* **GIVEN PASSAGE**
*-*-*

Urging passage of the TSPLOST referendum, Reed cited the contributions and foresight of such past leaders as Atlanta Mayors William B. Hartsfield and Andrew Young, adding that they did the right things even if they weren’t appreciated at the time by much of the public. Hartsfield was turned out of office after putting stoplights on Peachtree Street; and Young “had the bark taken off him” for his support for construction of Georgia 400.
“But can you imagine where we’d be now (in terms of traffic congestion) if we didn’t have 400?” Reed asked the crowd.
Asked to elaborate afterward by Around Town, Reed added, “I believe in the concept of stewardship, and Cobb didn’t get to be great on its own. It got to be great because of a lot of women and men made tough decisions at critical times that resulted in Cobb being one of the most successful counties in the United States. I think similarly, we have some hard problems that need to be solved around transportation issues, road-building and road-connectivity, and I think the notion that we should delay this work is not the right path.”
As for the widespread opposition to the TSPLOST, Reed (who described himself to the crowd as “a centrist Democrat”), told the crowd that some of it “is foolishness from the left, that I can ignore. And some of it is foolishness from the right, which you in Cobb County are better positioned to address than I am.”
ASKED during the Q&A period after his 20-minute talk why the TSPLOST proposal has so little in the way of “futuristic” transportation proposals, Reed agreed there are no such proposals “in the first TSPLOST,” adding leaders felt it needed to focus on “steak and peas” items.
OPPORTUNITY LOST: Reed’s talk took place before a sold-out meeting of 100 or so members of the Cobb Chamber of Commerce’s “Chairman’s Club,” its CEO-level business networking organization that costs $5,000 per year to join. Also in the audience were Chairman Tim Lee and commissioners JoAnn Birrell, Helen Goreham, Bob Ott and Woody Thompson.
Did the Chamber shoot itself in the foot by declining to let local media, including the MDJ, report on Reed’s talk? Yes. The Chamber was within its rights to restrict the access; and yes, it promises its speakers that their talks will be “off the record” in hopes they’ll be more forthcoming than they might otherwise be.
But there was nothing controversial in Reed’s remarks, as it turned out. It was a powerful — and powerfully delivered — argument in favor of the TSPLOST, and likely would have been front-page MDJ news on Friday had the newspaper been allowed to report it in its full detail.

*-*-*

* **EXERCISE**
Explain why, according to the passage on Reed's TSPLOST talk, the Chamber promises its speakers that their talks will be "off the record." Answer in one to three sentences.

*-*-*

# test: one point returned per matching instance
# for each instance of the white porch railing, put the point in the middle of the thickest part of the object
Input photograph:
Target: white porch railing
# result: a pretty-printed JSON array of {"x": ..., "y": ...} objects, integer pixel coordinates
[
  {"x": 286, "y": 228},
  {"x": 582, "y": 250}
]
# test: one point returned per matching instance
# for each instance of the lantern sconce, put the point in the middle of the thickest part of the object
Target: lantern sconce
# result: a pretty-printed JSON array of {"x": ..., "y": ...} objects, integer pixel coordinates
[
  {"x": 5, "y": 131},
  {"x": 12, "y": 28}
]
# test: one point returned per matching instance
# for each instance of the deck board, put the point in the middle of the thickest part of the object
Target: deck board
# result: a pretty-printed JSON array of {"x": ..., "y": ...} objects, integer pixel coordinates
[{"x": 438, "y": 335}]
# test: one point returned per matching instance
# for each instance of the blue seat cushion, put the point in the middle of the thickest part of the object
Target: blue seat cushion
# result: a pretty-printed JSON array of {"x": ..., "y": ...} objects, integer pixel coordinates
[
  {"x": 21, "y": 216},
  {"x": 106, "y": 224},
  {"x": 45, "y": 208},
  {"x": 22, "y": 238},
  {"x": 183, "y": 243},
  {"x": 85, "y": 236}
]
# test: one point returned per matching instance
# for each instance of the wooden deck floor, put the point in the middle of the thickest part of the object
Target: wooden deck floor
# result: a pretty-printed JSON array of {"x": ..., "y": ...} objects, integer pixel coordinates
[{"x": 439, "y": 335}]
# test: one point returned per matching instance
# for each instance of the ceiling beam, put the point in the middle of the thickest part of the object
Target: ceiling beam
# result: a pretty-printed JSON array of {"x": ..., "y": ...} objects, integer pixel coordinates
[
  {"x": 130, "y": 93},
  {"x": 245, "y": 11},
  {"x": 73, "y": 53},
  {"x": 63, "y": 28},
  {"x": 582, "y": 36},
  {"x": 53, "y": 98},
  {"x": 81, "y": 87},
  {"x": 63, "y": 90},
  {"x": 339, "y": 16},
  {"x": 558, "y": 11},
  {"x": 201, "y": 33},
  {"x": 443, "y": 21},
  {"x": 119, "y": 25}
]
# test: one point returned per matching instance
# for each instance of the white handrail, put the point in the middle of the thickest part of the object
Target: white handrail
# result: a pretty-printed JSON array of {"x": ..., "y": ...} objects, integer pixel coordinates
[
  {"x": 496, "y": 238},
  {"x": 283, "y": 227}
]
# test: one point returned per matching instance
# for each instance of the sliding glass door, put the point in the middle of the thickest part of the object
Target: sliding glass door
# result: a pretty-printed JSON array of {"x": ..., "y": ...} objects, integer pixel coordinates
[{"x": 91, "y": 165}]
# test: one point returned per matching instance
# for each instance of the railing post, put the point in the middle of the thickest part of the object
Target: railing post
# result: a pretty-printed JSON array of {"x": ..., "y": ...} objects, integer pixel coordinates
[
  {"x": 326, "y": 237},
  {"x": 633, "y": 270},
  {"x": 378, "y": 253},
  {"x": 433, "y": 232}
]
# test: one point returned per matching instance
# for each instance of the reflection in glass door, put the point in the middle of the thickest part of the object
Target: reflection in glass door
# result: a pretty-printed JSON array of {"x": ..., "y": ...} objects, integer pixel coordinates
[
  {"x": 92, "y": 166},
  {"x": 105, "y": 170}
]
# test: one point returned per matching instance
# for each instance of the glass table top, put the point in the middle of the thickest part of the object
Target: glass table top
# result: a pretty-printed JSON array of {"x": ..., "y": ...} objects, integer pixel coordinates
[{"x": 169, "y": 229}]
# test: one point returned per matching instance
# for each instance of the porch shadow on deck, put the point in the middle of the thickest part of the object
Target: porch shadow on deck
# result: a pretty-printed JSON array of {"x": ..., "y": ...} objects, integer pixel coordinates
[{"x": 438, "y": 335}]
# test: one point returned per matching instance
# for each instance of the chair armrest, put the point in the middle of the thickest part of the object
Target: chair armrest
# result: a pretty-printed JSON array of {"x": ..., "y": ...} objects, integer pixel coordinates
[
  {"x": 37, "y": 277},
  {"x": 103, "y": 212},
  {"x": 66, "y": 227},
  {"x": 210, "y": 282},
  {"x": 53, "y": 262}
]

*-*-*

* **OUTPUT FOR THIS TASK**
The Chamber hopes its speakers will be more forthcoming than they might otherwise be.